Requirements = Reproduce the listing below verbatim, line for line, without alteration.

Data shown =

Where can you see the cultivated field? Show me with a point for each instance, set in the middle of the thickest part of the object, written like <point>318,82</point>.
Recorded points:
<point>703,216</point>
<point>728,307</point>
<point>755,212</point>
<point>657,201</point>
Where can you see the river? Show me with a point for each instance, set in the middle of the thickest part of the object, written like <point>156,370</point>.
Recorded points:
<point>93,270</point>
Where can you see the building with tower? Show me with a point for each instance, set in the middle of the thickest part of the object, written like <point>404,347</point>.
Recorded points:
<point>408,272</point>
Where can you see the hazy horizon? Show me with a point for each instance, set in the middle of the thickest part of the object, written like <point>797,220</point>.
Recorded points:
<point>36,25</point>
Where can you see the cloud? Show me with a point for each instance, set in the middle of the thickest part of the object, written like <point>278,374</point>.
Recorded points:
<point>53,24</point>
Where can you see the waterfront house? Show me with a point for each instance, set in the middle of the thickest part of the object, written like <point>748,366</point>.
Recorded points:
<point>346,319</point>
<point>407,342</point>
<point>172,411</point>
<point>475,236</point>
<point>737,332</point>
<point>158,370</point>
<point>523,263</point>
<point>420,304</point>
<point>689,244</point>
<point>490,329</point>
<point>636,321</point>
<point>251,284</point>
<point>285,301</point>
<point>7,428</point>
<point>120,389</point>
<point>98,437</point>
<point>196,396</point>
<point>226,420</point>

Exercise output =
Where can you see the cultivated field? Show me with a point for each instance, set in the middle of the thickest part of the object, written like <point>318,82</point>.
Recorded points:
<point>703,216</point>
<point>728,307</point>
<point>755,212</point>
<point>657,201</point>
Where can you see the river? Show me with a point for each instance, set in the middle of the thickest part of the object, written like <point>156,370</point>.
Recorded points:
<point>93,270</point>
Where can you see the building with tower? Show me with a point for each instance, set in the middle of the thickest part of the object, written like <point>404,347</point>.
Recorded points:
<point>408,272</point>
Where can you see the hazy horizon? Show me with a point for each instance, set in the middle of the thickest part of the object, written like <point>797,220</point>.
Recorded points:
<point>36,25</point>
Where can you see the cloud? Show me with a point for each instance, set in the middle of the thickest part of the object, written like <point>278,374</point>.
Recorded points:
<point>53,24</point>
Where can you see the waterfront house? Show me with a point for each instance, set in the middle of the thickest part of the object, written like <point>748,366</point>.
Recorded points:
<point>346,319</point>
<point>407,342</point>
<point>172,411</point>
<point>475,236</point>
<point>737,332</point>
<point>158,370</point>
<point>523,263</point>
<point>420,304</point>
<point>689,244</point>
<point>490,329</point>
<point>636,321</point>
<point>251,284</point>
<point>285,301</point>
<point>7,428</point>
<point>120,389</point>
<point>98,437</point>
<point>196,396</point>
<point>226,420</point>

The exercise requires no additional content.